[[ Listed entries, beginning ]]

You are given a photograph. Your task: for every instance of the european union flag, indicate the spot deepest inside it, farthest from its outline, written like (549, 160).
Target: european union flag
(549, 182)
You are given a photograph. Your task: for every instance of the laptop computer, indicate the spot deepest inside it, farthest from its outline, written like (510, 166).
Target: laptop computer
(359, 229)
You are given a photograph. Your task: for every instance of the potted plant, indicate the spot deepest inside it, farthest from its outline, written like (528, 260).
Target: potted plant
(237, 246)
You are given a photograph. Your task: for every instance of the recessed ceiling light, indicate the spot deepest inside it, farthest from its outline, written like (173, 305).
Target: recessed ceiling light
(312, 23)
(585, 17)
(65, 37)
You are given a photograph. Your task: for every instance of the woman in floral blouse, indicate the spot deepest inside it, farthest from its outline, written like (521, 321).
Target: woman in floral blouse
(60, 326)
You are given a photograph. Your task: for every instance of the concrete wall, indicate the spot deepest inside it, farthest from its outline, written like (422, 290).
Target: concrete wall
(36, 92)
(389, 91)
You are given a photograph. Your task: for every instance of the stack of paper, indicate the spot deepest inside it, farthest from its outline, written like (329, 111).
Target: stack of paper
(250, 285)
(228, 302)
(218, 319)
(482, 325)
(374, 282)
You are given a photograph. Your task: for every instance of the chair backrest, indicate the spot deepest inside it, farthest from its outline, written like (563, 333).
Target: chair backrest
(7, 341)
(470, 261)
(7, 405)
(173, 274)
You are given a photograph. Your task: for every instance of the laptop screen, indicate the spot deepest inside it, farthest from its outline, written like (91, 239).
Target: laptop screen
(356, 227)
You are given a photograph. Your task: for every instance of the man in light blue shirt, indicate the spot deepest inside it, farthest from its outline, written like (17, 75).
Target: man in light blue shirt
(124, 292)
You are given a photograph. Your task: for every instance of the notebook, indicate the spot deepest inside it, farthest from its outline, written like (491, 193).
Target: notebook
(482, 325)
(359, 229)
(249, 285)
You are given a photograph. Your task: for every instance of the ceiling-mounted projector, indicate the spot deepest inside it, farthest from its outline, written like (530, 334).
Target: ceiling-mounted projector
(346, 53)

[[ Listed entries, end ]]

This task calls for an exact reproduction of the lines that start at the one containing "like (530, 334)." and continue to the end of the entries above.

◆ Answer section ◆
You are given a photograph. Your task: for every instance of the ceiling-mounted projector, indicate the spot deepest inside it, farthest from its outline, written like (530, 334).
Target: ceiling-mounted projector
(346, 53)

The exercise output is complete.